*Short exercise A:* Could you reproduce the listing below verbatim, starting at the line that contains "row: bookshelf" and continuing up to and including the final line of the listing?

*Reading text:*
----------

At 7:38 a.m. they began fishing a series of small coves along the east shoreline about a mile above the mouth of the James River.

At 9:26 a.m. they moved to Jackson Hollow, skipping past Aunts Creek. The reason why Ehrler bypassed Aunts Creek is that he fished it in 2009, and he found the angling pressure to be too intense, calling it a virtual mad house."   (It's interesting to note at this year's tournament that Rod Shuffield of Bismarck, Arkansas, caught 18 bass that weighed 56 pounds, 9 ounces in Aunts Creek and finished in second place)

At 10:27 a.m., they moved to Morris Bluff, and plied both transition areas, which is where the bluff peters out and the terrain changes to shelve-rock, boulders, chunk rock and gravel. At 11:21 a.m. Brandon Hunter caught a 14-inch largemouth on a grub in six to eight feet of water, where a series of mild-mannered waves washed across the chunk rocks along the shoreline; the water was tinted with a slight algae bloom.

At 11:40 a.m., they began fishing several points and transition areas around the island that lies across the lake from Cedar Hollow. On a shallow gravel point that eventually drops into 50 feet of water, Ehrler hooked a bass on a pearl Lucky Craft Pointer 78 DD in six feet of water within a few feet of the water's edge. Ehrler elected to not land the bass because another angler was nearby.

After fishing the saddle between the island and shoreline, they left at 12:27 p.m. and headed to the north point at the mouth of Thompson Hollow.

For two hours and 37 minutes, they probed all of the shorelines and secondary points in Thompson Hollow.  Ehrler and Hunter caught two bass over 15 inches and two under 15 inches in Thompson Hollow; Hunter caught a 15-incher on an 1/8-ounce Picasso Shakedown jig dressed with a green-pumpkin Reaction Innovations Smallie Beaver with a few of the appendages removed. Ehrler caught three bass on a crayfish-colored crankbait. Hunter had five strikes on his Smallie Beaver rig, and Ehrler had one on a crankbait and one on a Neko rig.

----------

*Short exercise B:* Write out the fishing report above word for word, from "At 10:27 a.m., they" up to and including "angler was nearby.".

Outline annotation records

----------

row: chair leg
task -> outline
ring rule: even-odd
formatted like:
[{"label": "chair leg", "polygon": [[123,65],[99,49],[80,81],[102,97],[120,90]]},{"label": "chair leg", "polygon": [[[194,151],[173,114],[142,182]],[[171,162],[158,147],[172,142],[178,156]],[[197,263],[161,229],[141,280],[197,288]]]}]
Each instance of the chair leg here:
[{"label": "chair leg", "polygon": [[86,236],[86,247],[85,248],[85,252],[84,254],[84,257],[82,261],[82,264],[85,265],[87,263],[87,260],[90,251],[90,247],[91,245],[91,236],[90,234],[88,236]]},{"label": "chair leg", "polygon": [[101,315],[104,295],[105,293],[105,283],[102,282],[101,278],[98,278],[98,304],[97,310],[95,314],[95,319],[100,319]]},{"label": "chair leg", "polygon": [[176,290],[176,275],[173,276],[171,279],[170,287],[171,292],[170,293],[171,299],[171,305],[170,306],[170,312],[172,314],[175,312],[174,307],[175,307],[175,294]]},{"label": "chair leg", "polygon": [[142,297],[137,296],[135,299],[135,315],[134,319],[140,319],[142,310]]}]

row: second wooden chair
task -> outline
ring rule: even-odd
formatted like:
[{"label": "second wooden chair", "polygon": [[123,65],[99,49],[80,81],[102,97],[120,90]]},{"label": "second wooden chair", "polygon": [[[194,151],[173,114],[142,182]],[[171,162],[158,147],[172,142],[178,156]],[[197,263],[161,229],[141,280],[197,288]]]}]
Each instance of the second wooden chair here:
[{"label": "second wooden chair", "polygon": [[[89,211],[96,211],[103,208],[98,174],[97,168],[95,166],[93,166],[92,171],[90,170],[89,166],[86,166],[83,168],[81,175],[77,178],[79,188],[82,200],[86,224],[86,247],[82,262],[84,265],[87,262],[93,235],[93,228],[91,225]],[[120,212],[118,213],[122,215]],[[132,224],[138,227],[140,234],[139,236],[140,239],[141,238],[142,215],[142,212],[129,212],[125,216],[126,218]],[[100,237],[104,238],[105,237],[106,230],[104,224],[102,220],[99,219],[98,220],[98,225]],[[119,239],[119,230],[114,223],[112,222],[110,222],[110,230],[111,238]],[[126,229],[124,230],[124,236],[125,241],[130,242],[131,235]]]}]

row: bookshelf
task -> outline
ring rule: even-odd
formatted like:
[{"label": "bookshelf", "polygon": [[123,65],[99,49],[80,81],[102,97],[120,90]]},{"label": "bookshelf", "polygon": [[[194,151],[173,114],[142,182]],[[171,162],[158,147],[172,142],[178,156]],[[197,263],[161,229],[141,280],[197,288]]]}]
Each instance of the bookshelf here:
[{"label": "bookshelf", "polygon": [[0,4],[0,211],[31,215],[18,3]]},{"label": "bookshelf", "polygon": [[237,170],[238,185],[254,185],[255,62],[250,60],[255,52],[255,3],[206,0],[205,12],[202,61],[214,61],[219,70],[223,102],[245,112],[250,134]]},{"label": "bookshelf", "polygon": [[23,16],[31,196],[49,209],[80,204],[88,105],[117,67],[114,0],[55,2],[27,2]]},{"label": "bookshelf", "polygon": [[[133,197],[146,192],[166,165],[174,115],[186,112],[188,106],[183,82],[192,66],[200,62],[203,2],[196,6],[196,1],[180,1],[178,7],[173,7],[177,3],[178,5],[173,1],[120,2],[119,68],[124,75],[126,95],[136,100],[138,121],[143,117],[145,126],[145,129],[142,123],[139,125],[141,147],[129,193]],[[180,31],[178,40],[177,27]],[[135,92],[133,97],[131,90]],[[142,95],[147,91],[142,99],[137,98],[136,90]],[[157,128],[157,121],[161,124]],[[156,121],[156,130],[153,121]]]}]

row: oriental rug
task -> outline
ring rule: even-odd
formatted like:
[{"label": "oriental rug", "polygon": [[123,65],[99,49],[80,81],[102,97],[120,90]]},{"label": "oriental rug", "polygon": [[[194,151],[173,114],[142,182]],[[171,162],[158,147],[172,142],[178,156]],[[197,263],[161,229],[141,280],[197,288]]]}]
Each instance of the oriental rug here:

----------

*Full answer A:*
row: bookshelf
task -> outline
ring rule: even-odd
formatted like:
[{"label": "bookshelf", "polygon": [[123,65],[99,49],[80,81],[102,97],[120,90]]},{"label": "bookshelf", "polygon": [[[194,151],[173,114],[142,182]],[[171,162],[158,147],[172,142],[178,156]],[[197,263],[161,229],[141,280],[197,288]]]}]
Each instance of the bookshelf here:
[{"label": "bookshelf", "polygon": [[0,4],[0,211],[31,215],[18,3]]},{"label": "bookshelf", "polygon": [[237,170],[238,185],[254,185],[255,62],[250,60],[255,52],[255,3],[206,0],[205,12],[202,61],[214,61],[219,70],[223,102],[245,112],[250,134]]},{"label": "bookshelf", "polygon": [[23,16],[31,196],[49,209],[80,204],[88,105],[117,67],[114,0],[55,2],[27,2]]},{"label": "bookshelf", "polygon": [[[133,197],[146,192],[166,165],[174,115],[186,112],[188,106],[183,82],[192,66],[200,62],[203,2],[196,6],[196,1],[180,1],[178,7],[173,7],[177,3],[178,5],[173,1],[120,2],[119,68],[124,75],[126,95],[136,100],[138,121],[143,117],[145,126],[145,129],[142,123],[139,125],[141,147],[129,193]],[[180,31],[178,40],[177,27]],[[135,92],[133,97],[131,90]],[[142,95],[147,91],[142,99],[137,98],[136,90]],[[157,128],[157,121],[161,124]],[[156,121],[156,130],[153,121]]]}]

row: oriental rug
task -> outline
ring rule: even-odd
formatted like:
[{"label": "oriental rug", "polygon": [[123,65],[99,49],[80,81],[102,97],[120,90]]},{"label": "oriental rug", "polygon": [[[194,151],[173,114],[142,182]],[[171,162],[158,147],[172,142],[178,156]],[[197,263],[161,229],[141,280],[197,288]]]}]
Each instance of the oriental rug here:

*Full answer B:*
At 10:27 a.m., they moved to Morris Bluff, and plied both transition areas, which is where the bluff peters out and the terrain changes to shelve-rock, boulders, chunk rock and gravel. At 11:21 a.m. Brandon Hunter caught a 14-inch largemouth on a grub in six to eight feet of water, where a series of mild-mannered waves washed across the chunk rocks along the shoreline; the water was tinted with a slight algae bloom.

At 11:40 a.m., they began fishing several points and transition areas around the island that lies across the lake from Cedar Hollow. On a shallow gravel point that eventually drops into 50 feet of water, Ehrler hooked a bass on a pearl Lucky Craft Pointer 78 DD in six feet of water within a few feet of the water's edge. Ehrler elected to not land the bass because another angler was nearby.